• WHAT TO WORK ON
Transcribe precisely those lines of the listing that fall between the line containing "tile roof? Indicate one point per instance." and the last line, inclusive of both.
━━ EXERCISE DATA
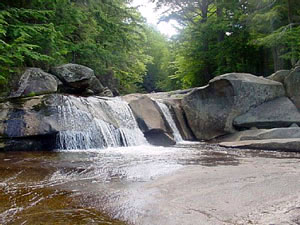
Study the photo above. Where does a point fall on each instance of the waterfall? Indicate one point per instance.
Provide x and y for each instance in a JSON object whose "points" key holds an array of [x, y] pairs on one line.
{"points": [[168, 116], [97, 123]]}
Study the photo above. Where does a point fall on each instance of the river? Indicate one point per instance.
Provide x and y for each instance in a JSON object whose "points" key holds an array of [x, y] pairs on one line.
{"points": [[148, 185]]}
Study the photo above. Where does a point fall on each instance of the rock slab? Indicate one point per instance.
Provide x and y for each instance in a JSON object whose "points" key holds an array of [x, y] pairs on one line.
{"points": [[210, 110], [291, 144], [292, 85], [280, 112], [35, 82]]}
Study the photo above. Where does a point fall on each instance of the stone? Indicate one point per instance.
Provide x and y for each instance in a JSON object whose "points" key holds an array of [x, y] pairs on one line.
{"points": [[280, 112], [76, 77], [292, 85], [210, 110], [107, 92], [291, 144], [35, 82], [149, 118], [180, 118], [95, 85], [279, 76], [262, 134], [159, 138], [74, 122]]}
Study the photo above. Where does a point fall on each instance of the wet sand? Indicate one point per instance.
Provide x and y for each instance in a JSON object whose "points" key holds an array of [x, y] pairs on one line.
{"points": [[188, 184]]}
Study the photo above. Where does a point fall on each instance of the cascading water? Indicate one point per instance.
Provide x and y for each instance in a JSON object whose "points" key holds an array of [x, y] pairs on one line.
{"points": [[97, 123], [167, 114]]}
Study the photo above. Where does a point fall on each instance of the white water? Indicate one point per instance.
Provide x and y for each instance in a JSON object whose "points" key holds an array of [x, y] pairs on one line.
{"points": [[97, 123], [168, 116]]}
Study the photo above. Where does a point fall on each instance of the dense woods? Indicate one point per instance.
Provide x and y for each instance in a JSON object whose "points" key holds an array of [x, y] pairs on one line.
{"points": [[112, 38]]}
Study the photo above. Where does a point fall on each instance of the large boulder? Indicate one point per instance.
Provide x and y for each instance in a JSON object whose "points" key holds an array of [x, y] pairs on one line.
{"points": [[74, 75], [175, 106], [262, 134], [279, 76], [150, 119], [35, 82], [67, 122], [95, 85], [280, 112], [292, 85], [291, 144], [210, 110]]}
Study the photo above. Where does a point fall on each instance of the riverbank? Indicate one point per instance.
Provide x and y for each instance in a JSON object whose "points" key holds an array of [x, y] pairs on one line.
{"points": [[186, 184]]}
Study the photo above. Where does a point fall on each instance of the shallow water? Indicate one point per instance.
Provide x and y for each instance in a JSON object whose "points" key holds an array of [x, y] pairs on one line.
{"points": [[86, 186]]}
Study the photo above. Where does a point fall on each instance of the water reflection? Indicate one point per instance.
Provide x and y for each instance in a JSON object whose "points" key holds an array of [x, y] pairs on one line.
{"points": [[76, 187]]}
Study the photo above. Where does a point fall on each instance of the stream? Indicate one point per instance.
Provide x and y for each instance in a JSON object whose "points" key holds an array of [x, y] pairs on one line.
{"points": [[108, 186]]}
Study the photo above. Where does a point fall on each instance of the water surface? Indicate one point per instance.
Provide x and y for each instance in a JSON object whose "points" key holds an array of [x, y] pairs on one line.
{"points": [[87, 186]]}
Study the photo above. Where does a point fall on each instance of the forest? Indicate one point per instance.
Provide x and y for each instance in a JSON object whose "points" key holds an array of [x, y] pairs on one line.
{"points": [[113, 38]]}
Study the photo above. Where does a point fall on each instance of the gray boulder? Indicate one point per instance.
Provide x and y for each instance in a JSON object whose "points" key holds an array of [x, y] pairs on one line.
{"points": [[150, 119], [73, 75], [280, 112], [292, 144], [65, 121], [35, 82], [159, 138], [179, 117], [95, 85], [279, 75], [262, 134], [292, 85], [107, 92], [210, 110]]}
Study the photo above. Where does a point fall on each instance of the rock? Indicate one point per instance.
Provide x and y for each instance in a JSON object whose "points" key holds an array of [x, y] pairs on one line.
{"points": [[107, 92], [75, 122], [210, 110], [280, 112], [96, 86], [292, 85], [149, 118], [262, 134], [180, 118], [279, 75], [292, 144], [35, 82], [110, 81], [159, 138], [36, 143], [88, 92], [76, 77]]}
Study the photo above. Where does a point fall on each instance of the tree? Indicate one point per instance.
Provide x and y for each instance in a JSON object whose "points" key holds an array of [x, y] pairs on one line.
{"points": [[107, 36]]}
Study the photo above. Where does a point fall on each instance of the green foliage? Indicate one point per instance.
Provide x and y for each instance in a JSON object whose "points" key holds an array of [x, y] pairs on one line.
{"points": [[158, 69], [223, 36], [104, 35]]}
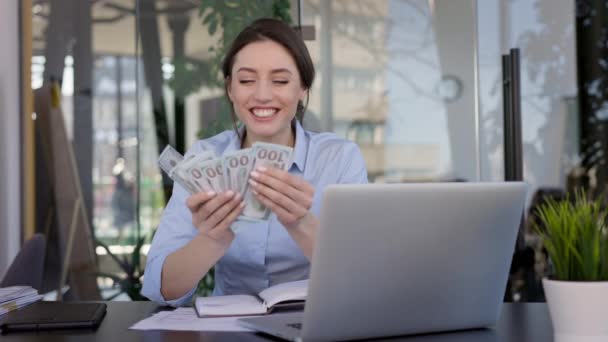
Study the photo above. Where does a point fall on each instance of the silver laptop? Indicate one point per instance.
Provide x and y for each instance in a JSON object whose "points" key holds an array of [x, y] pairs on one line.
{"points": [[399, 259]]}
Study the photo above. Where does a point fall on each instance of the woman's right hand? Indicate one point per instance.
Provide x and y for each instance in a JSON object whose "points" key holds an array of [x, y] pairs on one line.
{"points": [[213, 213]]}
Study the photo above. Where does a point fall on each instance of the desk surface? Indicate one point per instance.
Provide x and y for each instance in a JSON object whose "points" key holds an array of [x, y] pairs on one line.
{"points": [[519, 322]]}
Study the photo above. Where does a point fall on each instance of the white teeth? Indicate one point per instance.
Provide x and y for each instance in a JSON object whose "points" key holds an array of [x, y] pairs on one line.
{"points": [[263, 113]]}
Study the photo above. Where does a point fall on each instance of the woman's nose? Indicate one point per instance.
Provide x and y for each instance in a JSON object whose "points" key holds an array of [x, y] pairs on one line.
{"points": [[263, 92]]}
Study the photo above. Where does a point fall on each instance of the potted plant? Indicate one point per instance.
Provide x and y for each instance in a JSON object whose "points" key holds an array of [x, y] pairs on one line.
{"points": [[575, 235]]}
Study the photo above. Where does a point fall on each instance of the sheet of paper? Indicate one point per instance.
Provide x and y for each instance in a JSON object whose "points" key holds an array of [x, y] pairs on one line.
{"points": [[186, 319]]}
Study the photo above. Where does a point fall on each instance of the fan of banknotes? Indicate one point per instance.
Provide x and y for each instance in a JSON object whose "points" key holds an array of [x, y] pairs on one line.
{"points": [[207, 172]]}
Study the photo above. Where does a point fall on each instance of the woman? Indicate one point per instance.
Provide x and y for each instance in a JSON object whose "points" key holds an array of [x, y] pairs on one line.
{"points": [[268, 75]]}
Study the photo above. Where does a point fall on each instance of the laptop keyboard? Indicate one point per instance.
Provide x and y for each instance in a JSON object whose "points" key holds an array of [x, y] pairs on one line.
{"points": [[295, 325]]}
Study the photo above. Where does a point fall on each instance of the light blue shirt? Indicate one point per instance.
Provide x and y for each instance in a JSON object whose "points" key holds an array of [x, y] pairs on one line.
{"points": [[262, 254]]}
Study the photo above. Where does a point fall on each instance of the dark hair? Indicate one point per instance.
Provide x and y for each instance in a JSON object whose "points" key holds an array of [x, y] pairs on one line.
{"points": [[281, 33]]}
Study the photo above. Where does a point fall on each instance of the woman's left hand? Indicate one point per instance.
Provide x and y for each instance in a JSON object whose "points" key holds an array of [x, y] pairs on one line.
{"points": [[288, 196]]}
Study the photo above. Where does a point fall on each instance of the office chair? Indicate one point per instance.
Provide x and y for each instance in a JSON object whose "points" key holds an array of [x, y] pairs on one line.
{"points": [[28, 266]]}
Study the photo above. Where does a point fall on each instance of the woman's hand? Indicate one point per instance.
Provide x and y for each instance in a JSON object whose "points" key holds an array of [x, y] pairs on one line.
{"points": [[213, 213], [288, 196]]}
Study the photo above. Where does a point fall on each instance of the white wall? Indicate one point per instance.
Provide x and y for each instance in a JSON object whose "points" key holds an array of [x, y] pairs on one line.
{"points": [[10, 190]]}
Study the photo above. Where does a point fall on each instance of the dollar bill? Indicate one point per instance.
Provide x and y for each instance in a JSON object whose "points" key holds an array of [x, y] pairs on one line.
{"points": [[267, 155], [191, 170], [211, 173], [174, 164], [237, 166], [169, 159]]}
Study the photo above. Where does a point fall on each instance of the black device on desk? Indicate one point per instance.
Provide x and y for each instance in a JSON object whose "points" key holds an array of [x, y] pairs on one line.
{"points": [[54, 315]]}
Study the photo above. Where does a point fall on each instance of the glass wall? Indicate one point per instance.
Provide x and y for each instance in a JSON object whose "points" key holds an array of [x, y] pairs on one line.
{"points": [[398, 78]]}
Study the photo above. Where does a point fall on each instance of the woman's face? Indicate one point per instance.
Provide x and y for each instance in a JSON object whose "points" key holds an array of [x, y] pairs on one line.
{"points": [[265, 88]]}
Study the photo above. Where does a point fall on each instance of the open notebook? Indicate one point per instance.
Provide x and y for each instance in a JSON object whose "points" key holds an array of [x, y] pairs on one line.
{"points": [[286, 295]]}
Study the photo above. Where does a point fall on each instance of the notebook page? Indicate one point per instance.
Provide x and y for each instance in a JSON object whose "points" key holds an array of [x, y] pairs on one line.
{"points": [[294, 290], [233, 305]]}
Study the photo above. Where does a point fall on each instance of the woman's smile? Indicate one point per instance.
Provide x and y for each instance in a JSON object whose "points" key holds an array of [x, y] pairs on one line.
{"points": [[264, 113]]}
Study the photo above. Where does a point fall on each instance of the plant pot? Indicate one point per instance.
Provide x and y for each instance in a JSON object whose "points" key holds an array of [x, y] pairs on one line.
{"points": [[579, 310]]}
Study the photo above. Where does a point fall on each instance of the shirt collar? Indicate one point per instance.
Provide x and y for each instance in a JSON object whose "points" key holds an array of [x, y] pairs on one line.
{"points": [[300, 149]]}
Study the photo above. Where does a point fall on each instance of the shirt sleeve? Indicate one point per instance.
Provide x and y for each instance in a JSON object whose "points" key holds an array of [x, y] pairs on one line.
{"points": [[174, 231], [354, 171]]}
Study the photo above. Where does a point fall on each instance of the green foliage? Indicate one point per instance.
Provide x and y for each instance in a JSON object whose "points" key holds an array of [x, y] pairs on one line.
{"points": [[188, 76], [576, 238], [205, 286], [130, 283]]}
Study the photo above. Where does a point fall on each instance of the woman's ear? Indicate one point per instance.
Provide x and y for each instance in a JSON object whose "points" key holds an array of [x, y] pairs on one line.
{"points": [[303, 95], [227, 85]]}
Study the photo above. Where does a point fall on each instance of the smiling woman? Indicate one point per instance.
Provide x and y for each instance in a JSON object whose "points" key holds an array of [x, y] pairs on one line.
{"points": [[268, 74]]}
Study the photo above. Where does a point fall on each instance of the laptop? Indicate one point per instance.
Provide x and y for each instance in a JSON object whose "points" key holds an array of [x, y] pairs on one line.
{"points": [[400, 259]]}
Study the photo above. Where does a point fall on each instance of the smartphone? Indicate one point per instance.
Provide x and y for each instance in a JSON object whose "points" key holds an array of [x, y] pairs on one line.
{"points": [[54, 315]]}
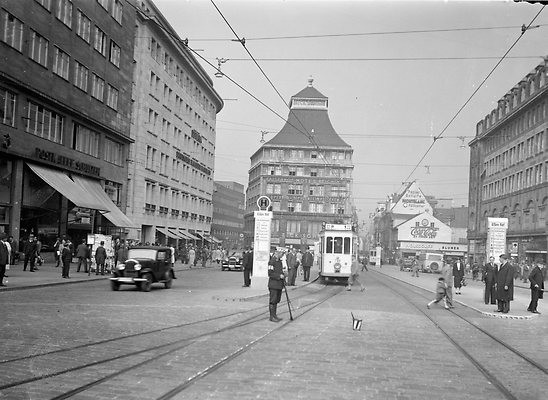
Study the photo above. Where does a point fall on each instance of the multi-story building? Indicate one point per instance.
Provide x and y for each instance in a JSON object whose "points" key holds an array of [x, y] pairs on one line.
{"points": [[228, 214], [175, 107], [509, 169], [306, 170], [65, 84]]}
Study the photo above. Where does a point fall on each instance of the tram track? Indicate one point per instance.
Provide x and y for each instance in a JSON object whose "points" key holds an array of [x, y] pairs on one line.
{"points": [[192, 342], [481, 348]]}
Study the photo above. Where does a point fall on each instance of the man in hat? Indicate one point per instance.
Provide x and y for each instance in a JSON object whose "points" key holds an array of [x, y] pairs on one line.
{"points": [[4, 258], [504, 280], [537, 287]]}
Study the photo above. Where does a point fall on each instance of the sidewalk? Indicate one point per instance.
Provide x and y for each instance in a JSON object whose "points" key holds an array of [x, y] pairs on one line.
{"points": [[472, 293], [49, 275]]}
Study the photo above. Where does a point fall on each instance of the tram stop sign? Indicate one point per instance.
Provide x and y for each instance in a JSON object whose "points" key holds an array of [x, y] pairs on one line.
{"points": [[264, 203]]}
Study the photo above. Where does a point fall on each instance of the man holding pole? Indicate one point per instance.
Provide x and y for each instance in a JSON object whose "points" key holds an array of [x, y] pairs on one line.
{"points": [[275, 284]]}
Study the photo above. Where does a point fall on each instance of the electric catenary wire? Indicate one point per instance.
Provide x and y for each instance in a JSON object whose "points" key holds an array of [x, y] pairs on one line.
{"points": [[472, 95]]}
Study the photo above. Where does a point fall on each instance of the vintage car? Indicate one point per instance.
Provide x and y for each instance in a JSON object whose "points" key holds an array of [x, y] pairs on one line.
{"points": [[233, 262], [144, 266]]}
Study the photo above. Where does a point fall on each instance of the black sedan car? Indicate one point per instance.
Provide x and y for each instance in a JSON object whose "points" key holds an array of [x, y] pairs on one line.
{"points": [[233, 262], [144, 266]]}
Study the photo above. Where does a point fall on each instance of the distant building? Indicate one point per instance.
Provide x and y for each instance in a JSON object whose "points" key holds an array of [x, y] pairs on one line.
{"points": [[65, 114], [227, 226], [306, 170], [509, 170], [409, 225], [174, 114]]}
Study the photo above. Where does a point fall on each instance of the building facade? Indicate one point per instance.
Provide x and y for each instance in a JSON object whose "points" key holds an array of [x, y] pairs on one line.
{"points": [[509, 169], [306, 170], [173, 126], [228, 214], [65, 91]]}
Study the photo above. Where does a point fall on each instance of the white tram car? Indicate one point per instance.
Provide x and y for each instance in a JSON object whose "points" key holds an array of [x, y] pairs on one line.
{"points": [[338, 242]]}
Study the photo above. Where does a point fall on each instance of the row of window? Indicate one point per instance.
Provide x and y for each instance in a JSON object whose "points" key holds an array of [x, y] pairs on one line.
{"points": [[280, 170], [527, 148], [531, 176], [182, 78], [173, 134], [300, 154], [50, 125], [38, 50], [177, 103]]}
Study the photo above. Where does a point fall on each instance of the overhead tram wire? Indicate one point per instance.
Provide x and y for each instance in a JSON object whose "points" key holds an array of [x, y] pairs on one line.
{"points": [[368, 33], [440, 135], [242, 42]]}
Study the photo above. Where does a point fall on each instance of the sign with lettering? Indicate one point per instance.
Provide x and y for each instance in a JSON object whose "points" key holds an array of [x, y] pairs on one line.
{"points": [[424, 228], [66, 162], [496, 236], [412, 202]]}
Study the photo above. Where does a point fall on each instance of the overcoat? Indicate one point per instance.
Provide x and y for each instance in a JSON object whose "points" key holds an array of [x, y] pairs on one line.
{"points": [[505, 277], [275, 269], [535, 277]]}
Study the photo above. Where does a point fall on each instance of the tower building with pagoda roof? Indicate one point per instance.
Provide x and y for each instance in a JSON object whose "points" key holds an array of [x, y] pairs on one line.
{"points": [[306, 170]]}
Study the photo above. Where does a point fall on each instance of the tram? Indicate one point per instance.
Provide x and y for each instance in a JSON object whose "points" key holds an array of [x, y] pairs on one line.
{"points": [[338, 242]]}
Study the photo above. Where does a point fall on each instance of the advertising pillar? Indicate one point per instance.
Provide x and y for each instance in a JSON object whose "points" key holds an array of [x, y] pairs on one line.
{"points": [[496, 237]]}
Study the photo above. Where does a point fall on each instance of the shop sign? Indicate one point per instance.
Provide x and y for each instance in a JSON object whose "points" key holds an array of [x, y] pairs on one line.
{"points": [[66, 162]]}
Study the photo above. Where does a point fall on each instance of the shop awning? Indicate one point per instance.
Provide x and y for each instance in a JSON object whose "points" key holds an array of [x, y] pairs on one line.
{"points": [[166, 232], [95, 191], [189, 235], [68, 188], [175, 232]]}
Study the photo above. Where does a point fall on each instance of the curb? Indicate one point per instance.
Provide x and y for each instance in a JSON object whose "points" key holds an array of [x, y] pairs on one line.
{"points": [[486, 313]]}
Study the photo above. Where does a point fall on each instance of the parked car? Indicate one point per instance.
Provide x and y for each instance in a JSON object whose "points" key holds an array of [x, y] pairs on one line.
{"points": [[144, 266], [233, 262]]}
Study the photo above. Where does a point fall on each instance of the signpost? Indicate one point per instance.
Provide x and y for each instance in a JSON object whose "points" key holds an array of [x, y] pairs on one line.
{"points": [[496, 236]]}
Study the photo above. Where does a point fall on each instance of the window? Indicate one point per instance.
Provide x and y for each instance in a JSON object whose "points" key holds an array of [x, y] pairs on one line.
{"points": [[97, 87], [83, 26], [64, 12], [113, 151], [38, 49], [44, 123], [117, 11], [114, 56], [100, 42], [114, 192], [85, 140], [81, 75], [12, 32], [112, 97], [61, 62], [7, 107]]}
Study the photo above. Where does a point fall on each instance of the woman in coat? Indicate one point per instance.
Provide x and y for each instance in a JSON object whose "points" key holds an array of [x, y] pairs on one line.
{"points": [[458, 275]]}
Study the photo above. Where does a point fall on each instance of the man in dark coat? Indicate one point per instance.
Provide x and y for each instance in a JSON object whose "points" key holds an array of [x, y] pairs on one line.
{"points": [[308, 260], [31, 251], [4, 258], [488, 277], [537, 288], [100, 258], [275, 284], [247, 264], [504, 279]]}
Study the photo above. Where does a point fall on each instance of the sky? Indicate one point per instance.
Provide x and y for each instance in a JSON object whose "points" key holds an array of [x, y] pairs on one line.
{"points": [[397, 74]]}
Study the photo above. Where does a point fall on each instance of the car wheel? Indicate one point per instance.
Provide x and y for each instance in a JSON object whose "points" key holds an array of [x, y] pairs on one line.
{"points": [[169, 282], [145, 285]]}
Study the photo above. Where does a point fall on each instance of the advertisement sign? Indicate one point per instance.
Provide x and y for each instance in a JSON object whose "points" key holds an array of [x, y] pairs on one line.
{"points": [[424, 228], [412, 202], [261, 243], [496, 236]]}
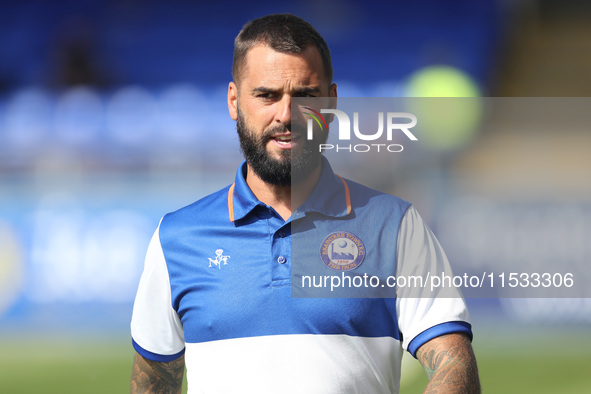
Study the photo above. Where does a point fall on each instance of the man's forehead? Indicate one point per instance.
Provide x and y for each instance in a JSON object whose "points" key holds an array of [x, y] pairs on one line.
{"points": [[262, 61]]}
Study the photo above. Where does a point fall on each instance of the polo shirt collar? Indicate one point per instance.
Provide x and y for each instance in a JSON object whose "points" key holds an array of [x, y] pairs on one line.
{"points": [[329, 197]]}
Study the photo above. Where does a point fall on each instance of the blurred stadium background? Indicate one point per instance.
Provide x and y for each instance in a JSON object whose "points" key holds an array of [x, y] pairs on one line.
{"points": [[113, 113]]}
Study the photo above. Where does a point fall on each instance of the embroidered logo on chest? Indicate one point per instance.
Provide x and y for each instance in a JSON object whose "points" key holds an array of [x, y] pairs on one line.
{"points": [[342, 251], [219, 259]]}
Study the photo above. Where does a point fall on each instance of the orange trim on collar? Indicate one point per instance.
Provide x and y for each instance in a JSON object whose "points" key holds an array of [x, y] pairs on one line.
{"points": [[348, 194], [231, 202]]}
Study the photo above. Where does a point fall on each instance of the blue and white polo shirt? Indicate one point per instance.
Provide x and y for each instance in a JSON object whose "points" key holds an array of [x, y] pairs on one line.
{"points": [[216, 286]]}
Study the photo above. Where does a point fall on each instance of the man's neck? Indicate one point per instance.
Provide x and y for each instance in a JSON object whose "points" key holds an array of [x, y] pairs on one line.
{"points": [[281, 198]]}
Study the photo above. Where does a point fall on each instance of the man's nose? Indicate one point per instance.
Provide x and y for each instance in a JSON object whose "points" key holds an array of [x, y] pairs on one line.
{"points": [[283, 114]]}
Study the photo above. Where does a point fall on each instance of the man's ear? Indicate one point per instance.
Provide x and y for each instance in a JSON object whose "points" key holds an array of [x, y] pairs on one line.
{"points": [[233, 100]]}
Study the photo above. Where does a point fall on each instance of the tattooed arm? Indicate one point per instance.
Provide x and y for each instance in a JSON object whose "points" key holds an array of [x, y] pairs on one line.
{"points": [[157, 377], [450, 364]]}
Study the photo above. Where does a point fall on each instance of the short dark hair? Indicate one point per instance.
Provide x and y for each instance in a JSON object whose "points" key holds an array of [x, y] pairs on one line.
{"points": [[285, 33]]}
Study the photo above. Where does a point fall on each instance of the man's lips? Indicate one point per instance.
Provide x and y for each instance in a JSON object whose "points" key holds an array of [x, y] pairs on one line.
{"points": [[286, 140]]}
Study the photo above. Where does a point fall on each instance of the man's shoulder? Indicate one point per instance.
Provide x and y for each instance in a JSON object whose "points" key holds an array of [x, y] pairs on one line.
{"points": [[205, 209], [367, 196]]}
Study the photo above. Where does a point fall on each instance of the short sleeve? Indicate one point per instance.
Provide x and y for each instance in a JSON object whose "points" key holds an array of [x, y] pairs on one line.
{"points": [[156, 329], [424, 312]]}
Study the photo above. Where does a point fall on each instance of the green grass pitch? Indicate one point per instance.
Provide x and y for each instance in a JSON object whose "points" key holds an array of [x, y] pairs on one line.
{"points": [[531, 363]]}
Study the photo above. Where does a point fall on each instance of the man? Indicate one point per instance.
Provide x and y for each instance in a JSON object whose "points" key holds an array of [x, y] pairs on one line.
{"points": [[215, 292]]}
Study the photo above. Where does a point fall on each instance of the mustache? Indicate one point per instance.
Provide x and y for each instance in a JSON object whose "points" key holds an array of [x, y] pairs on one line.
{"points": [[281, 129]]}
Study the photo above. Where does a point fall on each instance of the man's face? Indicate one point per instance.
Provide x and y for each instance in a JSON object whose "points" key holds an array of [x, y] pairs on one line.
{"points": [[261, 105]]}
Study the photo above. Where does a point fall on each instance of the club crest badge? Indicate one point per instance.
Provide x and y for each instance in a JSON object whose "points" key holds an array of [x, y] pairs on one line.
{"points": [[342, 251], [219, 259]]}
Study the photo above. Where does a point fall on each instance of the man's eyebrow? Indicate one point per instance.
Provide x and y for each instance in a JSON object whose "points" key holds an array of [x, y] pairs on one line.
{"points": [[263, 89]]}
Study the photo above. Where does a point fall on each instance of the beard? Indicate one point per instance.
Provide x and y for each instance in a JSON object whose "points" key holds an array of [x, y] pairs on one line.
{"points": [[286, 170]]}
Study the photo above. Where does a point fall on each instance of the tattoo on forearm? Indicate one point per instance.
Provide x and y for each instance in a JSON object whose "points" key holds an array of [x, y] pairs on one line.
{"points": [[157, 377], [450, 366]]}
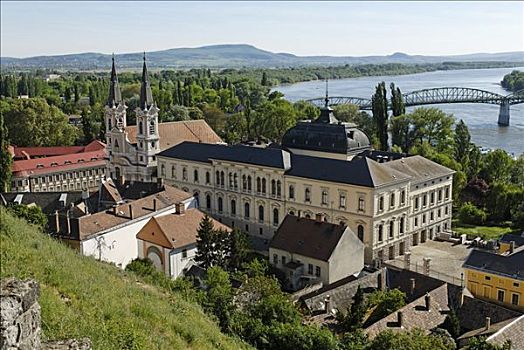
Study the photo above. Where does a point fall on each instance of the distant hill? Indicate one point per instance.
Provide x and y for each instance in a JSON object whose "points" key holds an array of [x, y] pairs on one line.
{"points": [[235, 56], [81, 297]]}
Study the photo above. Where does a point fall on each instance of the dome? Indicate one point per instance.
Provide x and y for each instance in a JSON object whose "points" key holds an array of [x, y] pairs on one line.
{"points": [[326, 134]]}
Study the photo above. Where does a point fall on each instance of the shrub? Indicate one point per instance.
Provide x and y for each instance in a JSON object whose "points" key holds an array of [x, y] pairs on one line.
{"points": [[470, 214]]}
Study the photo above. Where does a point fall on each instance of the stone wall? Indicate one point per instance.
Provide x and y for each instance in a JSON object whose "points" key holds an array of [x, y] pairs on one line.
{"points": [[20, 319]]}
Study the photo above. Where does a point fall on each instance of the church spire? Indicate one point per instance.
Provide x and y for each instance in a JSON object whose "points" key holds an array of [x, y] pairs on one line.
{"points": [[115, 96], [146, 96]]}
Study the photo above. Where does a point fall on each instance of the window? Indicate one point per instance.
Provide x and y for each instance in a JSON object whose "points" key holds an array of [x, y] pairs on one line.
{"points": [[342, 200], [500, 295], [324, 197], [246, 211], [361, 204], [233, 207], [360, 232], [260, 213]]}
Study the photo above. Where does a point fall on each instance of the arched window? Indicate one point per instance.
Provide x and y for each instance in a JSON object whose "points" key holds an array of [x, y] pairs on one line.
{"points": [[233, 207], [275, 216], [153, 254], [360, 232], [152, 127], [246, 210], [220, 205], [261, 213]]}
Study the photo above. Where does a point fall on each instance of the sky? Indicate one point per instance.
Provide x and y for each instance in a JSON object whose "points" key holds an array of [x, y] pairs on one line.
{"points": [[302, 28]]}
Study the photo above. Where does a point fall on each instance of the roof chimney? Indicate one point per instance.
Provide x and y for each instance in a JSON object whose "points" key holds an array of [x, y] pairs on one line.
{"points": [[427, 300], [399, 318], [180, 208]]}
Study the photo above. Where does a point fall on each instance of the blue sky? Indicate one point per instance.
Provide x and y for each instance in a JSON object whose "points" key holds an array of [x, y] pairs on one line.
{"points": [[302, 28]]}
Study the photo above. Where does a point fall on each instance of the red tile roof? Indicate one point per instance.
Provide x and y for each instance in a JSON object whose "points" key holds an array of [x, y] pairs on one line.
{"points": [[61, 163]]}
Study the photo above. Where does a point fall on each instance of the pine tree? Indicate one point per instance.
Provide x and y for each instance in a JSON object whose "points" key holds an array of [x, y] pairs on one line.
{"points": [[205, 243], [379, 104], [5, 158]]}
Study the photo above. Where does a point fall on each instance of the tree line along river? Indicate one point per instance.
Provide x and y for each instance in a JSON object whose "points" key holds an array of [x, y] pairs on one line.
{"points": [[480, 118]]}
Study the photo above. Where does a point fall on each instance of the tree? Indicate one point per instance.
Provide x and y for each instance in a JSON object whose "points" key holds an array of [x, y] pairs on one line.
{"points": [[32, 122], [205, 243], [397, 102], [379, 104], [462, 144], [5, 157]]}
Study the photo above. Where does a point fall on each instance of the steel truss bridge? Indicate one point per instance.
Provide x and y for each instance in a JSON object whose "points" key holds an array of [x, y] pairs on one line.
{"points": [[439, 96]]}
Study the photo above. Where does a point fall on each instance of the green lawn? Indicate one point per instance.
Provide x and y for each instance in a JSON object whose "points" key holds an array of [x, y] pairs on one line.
━━━━
• REPLY TO THE TASK
Study the photo above. Where does a point fall on each instance of the red tile roof? Indicate one point per instance.
Provide x and y for each instance in a JSON object whose "points" key holds an array of [x, y] pairs on one line.
{"points": [[61, 163]]}
Study the photo above. Where does a point fall on each instance of the pine tree? Indicate one point per instance.
Provide x and y for each instance in a JSON object whose "points" key holds an array of [x, y] pairs on one line.
{"points": [[205, 243], [379, 104], [5, 158]]}
Study the photo above. Where does a point fall on each instance of the tree line along river? Indicate one point per instance.
Provide x and y for each instance in a JSON object whose "points" key holds an array of [x, y] pairs on one line.
{"points": [[480, 118]]}
Study the photo above. Where does a point fall on each instance of the tree? Indicate one point per instance.
Provide x and y for each instance in a JSON object whose "points" key holds an array of [x, y] pairs on one line.
{"points": [[32, 122], [205, 243], [397, 102], [379, 104], [462, 144], [5, 157]]}
Study the photo above. Where does a point fall on each instance of the steel truss bridge? Indicate one point per instance.
Provide x and y for each instance in a JSON object whose "points" key holds an array of [x, y] pairs on one line.
{"points": [[439, 96]]}
Study the photo above. Where does a point fall on each instance of the green lawn? Indicate one point per instance.
Provide x and y for each instance in a JSON object whose "points" key holds an array of [x, y] pairs on one line.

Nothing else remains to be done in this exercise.